EXTRACT TO READ START

The interesting thing was that when I wound the power back on the power supply to around 5v it seemed to work, but turning it up the smell was worse and the screen was pulsing on and off. So after doing some diagnostic sniffing I determined that it wasn't the RAMPS board, but rather it was the Arduino...of course the most expensive part of the whole lot...Grrrrr...
So the Preperation here should have been Secure the boards before powering up. Luckily for me I had a spare...so I wasn't set back too far, my next set-back however is more academic - I re-assembled the axis assembly (explained below)
And for the most part the Movement is nice, however I find that if you touch any part of it the Stepper skips and splutters. So by this I realised I need to increase the Current to the steppers, but of course the moment I do the steppers heat up significantly. None of this is new to many I am sure, but it does present you with that "two steps forward, one step back" feeling. You just need to always consider taking a breather without getting too frustrated.
Even something else I found a couple of days earlier than this - I found that my Diamond Hotend prints were very stringly, and having excess buildup in a lot of places. I experimented with dropping the temperature, and now according to the sensors it is printing at 160 Deg C. with little to no stringing and buildup.
**I Will be adding a lot more images as I go as well as the source files for Final printed pieces.

EXTRACT TO READ END

:: TASK REQUIREMENTS ::
1 - Answer the following from the printer build log.
(a) Which part was found to be the faulty one?
(b) What happens to the steppers when their current is increased?
(c) What temperature do the sensors now report for printing?
2 - Extend the printer build log past its final sentence with a short passage in the same first-person voice.

MATERIAL SHOWN START

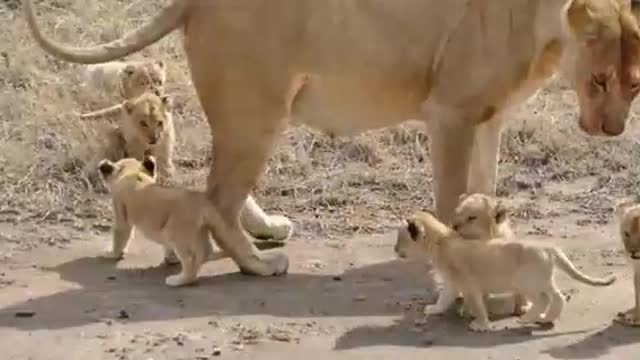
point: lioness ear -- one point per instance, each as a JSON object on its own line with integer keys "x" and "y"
{"x": 149, "y": 164}
{"x": 501, "y": 213}
{"x": 582, "y": 21}
{"x": 106, "y": 168}
{"x": 414, "y": 230}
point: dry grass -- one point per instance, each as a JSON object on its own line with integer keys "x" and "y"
{"x": 329, "y": 186}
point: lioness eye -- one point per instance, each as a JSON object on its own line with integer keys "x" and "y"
{"x": 599, "y": 80}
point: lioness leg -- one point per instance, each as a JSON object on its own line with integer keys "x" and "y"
{"x": 483, "y": 170}
{"x": 451, "y": 140}
{"x": 261, "y": 225}
{"x": 241, "y": 149}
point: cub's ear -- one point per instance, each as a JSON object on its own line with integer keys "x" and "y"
{"x": 166, "y": 99}
{"x": 414, "y": 229}
{"x": 128, "y": 106}
{"x": 501, "y": 213}
{"x": 106, "y": 168}
{"x": 622, "y": 206}
{"x": 149, "y": 164}
{"x": 128, "y": 70}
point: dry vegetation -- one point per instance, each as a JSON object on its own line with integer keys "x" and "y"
{"x": 328, "y": 186}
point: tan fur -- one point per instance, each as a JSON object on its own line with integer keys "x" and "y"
{"x": 492, "y": 266}
{"x": 483, "y": 217}
{"x": 457, "y": 65}
{"x": 145, "y": 126}
{"x": 126, "y": 79}
{"x": 180, "y": 220}
{"x": 628, "y": 214}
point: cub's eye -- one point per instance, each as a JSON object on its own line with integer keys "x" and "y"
{"x": 600, "y": 81}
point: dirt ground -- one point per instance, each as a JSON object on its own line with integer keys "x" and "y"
{"x": 346, "y": 296}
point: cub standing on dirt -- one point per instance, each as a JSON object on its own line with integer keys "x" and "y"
{"x": 145, "y": 126}
{"x": 493, "y": 266}
{"x": 181, "y": 220}
{"x": 483, "y": 217}
{"x": 628, "y": 214}
{"x": 127, "y": 79}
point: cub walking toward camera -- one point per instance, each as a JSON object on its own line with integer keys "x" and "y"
{"x": 628, "y": 214}
{"x": 493, "y": 266}
{"x": 179, "y": 219}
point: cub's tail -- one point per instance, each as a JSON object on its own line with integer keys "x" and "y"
{"x": 563, "y": 262}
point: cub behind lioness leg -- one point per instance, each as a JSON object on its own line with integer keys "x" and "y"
{"x": 180, "y": 220}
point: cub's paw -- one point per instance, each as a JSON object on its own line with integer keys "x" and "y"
{"x": 479, "y": 326}
{"x": 112, "y": 255}
{"x": 628, "y": 318}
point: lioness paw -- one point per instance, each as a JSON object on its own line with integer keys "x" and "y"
{"x": 112, "y": 255}
{"x": 479, "y": 326}
{"x": 178, "y": 280}
{"x": 628, "y": 318}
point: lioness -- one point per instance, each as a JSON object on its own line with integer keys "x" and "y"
{"x": 180, "y": 220}
{"x": 349, "y": 66}
{"x": 491, "y": 266}
{"x": 628, "y": 214}
{"x": 127, "y": 79}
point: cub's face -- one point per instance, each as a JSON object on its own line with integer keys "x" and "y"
{"x": 148, "y": 117}
{"x": 138, "y": 78}
{"x": 629, "y": 218}
{"x": 478, "y": 216}
{"x": 127, "y": 171}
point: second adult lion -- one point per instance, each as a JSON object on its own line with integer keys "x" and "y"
{"x": 348, "y": 66}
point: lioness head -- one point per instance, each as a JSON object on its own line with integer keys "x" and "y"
{"x": 128, "y": 172}
{"x": 605, "y": 66}
{"x": 147, "y": 117}
{"x": 140, "y": 77}
{"x": 418, "y": 235}
{"x": 479, "y": 216}
{"x": 628, "y": 214}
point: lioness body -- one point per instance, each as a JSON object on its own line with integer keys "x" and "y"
{"x": 348, "y": 66}
{"x": 181, "y": 220}
{"x": 628, "y": 215}
{"x": 492, "y": 266}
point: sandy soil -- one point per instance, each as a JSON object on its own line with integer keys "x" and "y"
{"x": 346, "y": 298}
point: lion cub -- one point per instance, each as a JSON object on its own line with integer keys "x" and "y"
{"x": 145, "y": 126}
{"x": 482, "y": 217}
{"x": 628, "y": 214}
{"x": 181, "y": 220}
{"x": 127, "y": 79}
{"x": 492, "y": 266}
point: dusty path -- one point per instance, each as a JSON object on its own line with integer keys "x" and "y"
{"x": 343, "y": 299}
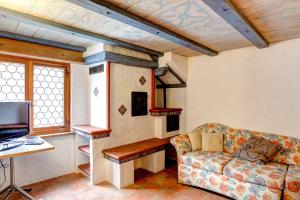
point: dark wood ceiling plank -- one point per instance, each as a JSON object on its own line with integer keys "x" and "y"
{"x": 226, "y": 10}
{"x": 29, "y": 19}
{"x": 112, "y": 11}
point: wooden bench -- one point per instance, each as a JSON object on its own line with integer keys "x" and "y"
{"x": 150, "y": 154}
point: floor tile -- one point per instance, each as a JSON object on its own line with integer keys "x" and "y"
{"x": 147, "y": 186}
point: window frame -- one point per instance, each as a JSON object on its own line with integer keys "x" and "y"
{"x": 29, "y": 78}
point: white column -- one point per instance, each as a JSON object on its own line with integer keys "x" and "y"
{"x": 120, "y": 175}
{"x": 154, "y": 162}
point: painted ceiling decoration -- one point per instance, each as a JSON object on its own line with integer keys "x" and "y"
{"x": 275, "y": 20}
{"x": 114, "y": 12}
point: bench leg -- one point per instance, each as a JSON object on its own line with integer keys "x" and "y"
{"x": 154, "y": 162}
{"x": 120, "y": 175}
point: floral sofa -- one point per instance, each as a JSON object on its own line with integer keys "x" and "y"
{"x": 240, "y": 179}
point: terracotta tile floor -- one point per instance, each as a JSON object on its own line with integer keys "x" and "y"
{"x": 162, "y": 185}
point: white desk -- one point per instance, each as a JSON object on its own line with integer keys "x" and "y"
{"x": 20, "y": 151}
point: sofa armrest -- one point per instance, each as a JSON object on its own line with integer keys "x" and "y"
{"x": 182, "y": 145}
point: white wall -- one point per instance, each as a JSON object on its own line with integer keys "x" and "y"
{"x": 98, "y": 103}
{"x": 176, "y": 97}
{"x": 46, "y": 165}
{"x": 248, "y": 88}
{"x": 127, "y": 129}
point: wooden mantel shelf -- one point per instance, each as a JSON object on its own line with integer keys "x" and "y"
{"x": 92, "y": 131}
{"x": 165, "y": 111}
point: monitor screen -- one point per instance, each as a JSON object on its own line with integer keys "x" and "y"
{"x": 14, "y": 119}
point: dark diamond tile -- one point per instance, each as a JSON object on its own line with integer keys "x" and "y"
{"x": 122, "y": 110}
{"x": 142, "y": 80}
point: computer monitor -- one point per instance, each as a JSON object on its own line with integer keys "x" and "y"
{"x": 14, "y": 120}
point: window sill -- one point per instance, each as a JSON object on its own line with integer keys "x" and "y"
{"x": 55, "y": 134}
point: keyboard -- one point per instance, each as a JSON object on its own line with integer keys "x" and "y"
{"x": 10, "y": 145}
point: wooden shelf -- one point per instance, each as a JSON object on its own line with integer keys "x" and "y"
{"x": 85, "y": 169}
{"x": 165, "y": 111}
{"x": 92, "y": 131}
{"x": 85, "y": 149}
{"x": 135, "y": 150}
{"x": 13, "y": 126}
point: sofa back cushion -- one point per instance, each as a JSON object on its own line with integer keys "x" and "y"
{"x": 257, "y": 149}
{"x": 234, "y": 138}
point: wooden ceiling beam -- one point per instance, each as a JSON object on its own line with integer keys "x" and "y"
{"x": 29, "y": 19}
{"x": 228, "y": 11}
{"x": 112, "y": 11}
{"x": 26, "y": 48}
{"x": 121, "y": 59}
{"x": 25, "y": 38}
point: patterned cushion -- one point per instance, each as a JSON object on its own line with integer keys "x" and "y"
{"x": 210, "y": 161}
{"x": 257, "y": 149}
{"x": 225, "y": 185}
{"x": 212, "y": 142}
{"x": 182, "y": 143}
{"x": 271, "y": 174}
{"x": 233, "y": 138}
{"x": 196, "y": 140}
{"x": 292, "y": 183}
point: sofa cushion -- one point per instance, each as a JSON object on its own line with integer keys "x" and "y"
{"x": 212, "y": 142}
{"x": 292, "y": 183}
{"x": 257, "y": 149}
{"x": 196, "y": 140}
{"x": 272, "y": 174}
{"x": 233, "y": 138}
{"x": 210, "y": 161}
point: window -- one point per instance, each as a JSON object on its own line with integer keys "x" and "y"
{"x": 45, "y": 84}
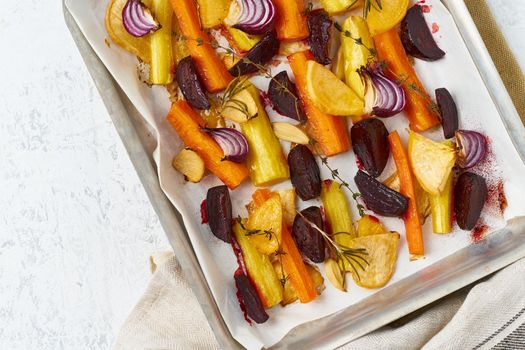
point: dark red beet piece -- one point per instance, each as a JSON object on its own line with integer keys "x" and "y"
{"x": 190, "y": 84}
{"x": 449, "y": 112}
{"x": 219, "y": 212}
{"x": 470, "y": 194}
{"x": 417, "y": 38}
{"x": 260, "y": 54}
{"x": 319, "y": 25}
{"x": 283, "y": 95}
{"x": 309, "y": 241}
{"x": 250, "y": 298}
{"x": 304, "y": 173}
{"x": 370, "y": 143}
{"x": 379, "y": 198}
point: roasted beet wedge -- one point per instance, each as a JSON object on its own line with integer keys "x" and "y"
{"x": 449, "y": 112}
{"x": 470, "y": 194}
{"x": 379, "y": 198}
{"x": 250, "y": 298}
{"x": 319, "y": 25}
{"x": 283, "y": 94}
{"x": 370, "y": 143}
{"x": 417, "y": 38}
{"x": 190, "y": 84}
{"x": 304, "y": 173}
{"x": 309, "y": 240}
{"x": 259, "y": 55}
{"x": 219, "y": 211}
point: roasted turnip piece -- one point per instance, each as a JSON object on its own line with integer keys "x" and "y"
{"x": 283, "y": 94}
{"x": 379, "y": 198}
{"x": 304, "y": 173}
{"x": 309, "y": 240}
{"x": 319, "y": 25}
{"x": 250, "y": 298}
{"x": 219, "y": 211}
{"x": 190, "y": 84}
{"x": 370, "y": 143}
{"x": 449, "y": 112}
{"x": 417, "y": 38}
{"x": 259, "y": 55}
{"x": 470, "y": 194}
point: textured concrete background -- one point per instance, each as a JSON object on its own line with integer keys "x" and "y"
{"x": 76, "y": 228}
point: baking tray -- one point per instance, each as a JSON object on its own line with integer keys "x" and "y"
{"x": 468, "y": 265}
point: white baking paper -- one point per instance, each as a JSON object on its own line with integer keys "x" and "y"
{"x": 456, "y": 72}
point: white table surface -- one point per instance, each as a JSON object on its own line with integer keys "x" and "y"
{"x": 76, "y": 227}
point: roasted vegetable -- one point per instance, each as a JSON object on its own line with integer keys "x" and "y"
{"x": 188, "y": 126}
{"x": 161, "y": 53}
{"x": 212, "y": 12}
{"x": 417, "y": 38}
{"x": 260, "y": 269}
{"x": 370, "y": 143}
{"x": 386, "y": 16}
{"x": 419, "y": 108}
{"x": 329, "y": 132}
{"x": 356, "y": 55}
{"x": 219, "y": 212}
{"x": 304, "y": 173}
{"x": 290, "y": 21}
{"x": 414, "y": 231}
{"x": 250, "y": 299}
{"x": 379, "y": 198}
{"x": 211, "y": 69}
{"x": 470, "y": 194}
{"x": 319, "y": 26}
{"x": 266, "y": 160}
{"x": 337, "y": 213}
{"x": 431, "y": 162}
{"x": 283, "y": 95}
{"x": 252, "y": 17}
{"x": 449, "y": 112}
{"x": 369, "y": 225}
{"x": 309, "y": 240}
{"x": 265, "y": 224}
{"x": 190, "y": 84}
{"x": 381, "y": 258}
{"x": 330, "y": 94}
{"x": 258, "y": 56}
{"x": 189, "y": 164}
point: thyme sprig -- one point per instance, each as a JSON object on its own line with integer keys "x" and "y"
{"x": 343, "y": 253}
{"x": 270, "y": 235}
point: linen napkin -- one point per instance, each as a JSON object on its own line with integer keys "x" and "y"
{"x": 488, "y": 315}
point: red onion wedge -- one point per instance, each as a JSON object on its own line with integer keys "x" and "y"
{"x": 137, "y": 19}
{"x": 383, "y": 96}
{"x": 251, "y": 16}
{"x": 472, "y": 148}
{"x": 232, "y": 142}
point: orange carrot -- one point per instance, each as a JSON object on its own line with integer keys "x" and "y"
{"x": 414, "y": 232}
{"x": 419, "y": 106}
{"x": 295, "y": 268}
{"x": 290, "y": 20}
{"x": 329, "y": 131}
{"x": 211, "y": 69}
{"x": 188, "y": 125}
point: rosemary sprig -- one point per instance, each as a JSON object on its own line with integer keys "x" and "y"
{"x": 344, "y": 254}
{"x": 270, "y": 235}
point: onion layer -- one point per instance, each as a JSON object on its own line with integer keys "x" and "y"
{"x": 251, "y": 16}
{"x": 472, "y": 148}
{"x": 383, "y": 96}
{"x": 232, "y": 142}
{"x": 137, "y": 19}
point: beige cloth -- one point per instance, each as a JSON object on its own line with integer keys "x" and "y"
{"x": 489, "y": 315}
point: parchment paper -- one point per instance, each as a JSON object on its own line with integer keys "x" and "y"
{"x": 456, "y": 72}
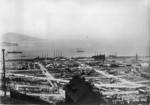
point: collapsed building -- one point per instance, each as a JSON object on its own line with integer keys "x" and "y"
{"x": 78, "y": 91}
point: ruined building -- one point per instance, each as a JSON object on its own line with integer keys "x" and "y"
{"x": 78, "y": 91}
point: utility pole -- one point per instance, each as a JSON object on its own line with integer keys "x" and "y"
{"x": 4, "y": 80}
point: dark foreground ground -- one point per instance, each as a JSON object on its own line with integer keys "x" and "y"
{"x": 13, "y": 101}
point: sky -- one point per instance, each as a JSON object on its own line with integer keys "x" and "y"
{"x": 122, "y": 25}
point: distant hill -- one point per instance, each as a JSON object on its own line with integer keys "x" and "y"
{"x": 15, "y": 37}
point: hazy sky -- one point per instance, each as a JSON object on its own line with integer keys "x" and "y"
{"x": 111, "y": 23}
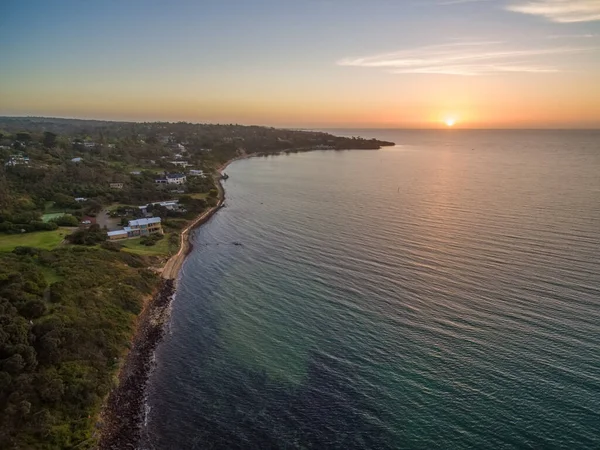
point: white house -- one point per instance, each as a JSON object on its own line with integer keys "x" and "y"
{"x": 17, "y": 160}
{"x": 175, "y": 178}
{"x": 180, "y": 163}
{"x": 197, "y": 173}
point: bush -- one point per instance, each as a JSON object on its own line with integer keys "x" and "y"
{"x": 111, "y": 246}
{"x": 151, "y": 240}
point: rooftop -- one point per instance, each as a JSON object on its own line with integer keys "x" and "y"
{"x": 140, "y": 222}
{"x": 117, "y": 233}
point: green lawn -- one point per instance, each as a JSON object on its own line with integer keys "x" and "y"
{"x": 50, "y": 275}
{"x": 46, "y": 240}
{"x": 133, "y": 246}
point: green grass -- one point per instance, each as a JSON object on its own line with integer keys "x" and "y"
{"x": 46, "y": 240}
{"x": 50, "y": 275}
{"x": 134, "y": 246}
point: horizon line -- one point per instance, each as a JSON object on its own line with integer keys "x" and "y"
{"x": 317, "y": 127}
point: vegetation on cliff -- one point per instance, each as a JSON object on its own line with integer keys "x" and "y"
{"x": 62, "y": 335}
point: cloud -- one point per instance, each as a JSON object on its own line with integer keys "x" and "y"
{"x": 462, "y": 58}
{"x": 563, "y": 11}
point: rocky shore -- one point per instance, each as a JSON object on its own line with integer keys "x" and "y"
{"x": 122, "y": 417}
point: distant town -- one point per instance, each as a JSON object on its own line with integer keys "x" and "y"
{"x": 92, "y": 215}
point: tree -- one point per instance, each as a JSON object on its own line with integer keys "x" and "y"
{"x": 23, "y": 137}
{"x": 49, "y": 140}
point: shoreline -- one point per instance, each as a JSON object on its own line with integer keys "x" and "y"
{"x": 122, "y": 414}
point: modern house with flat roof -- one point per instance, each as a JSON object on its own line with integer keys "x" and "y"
{"x": 137, "y": 228}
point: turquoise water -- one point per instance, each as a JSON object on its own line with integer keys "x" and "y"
{"x": 441, "y": 294}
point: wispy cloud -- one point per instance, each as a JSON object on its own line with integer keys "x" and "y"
{"x": 573, "y": 36}
{"x": 563, "y": 11}
{"x": 459, "y": 2}
{"x": 463, "y": 58}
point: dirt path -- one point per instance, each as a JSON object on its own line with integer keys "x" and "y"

MATERIAL SHOWN END

:: OUTPUTS FOR THE TASKS ::
1 -
(a) The Arduino
(b) They heat up significantly.
(c) 160 Deg C

2 -
28/2/2018 - Frame-work and Parts in place Sketchup will be uploaded later today, You can see in the Attached Zip file - Framework.skp - I am finally getting a chance to put all my printed sketches together, this has been done while waiting on some server upgrades to happen, each Component is based on individual Sets of parts. So you can hide other components, choose just one component then part of that component and export to STL to get a printable part to those specs.
You will find some parts have Measurements which are not 100% exact, I also have tolerance matrix I made for my A8 - for instance 20.4 mm will print ok for inserting something that is 20mm - but I might have to have 11mm for something 10mm. It all depends on how tolerant and accurate your existing printer is, along with how long you want things to take as to whether you print slower for more accuracy.
28/02/2018 - added Zip file with DeWalt 611 Bracket to attach to existing Gantry (adjusted gantry included.)
As mentioned timing is often my enemy, so instead of waiting for T slot extrusion to be available and/or shipped I went for a close alternative, it's called Connect-IT and is available from Bunnings here in Australia, they always have tons of it, in varying sizes. In particular they have standard metric sizes of 450mm, 600mm, 900mm and longer.
They also have all the connectors to join them together (mind you for one lot of the connectors I had to store hop due to incorrect stock values - looks like people have a habit of mixing up the pieces in the small bins they sit in, and since Bunnings now do self-checkout, these small items easily go walk-abouts.)
So - after picking up 16 x 600mm aluminium extrusions 8 corner pieces and 4 x 4 way connectors, and cutting up a couple of pieces I already had to make some shorter 150mm pieces. It took me no longer than 10 minutes to soft mallet the frame together.
Next as far as the Frame goes - was the 25mm x 50mm Aluminium tubing used as supports for the Z axis stepper motors - these have undergone a further change to get the motors Underneath the tubing - and also changed to 3 steppers rather than 4.
Per the Updated Sketchup here:
BUILD PLATFORM (not build plate - just the Platform which forms the Z axis - which will then have a "Build Plate" on top of it.)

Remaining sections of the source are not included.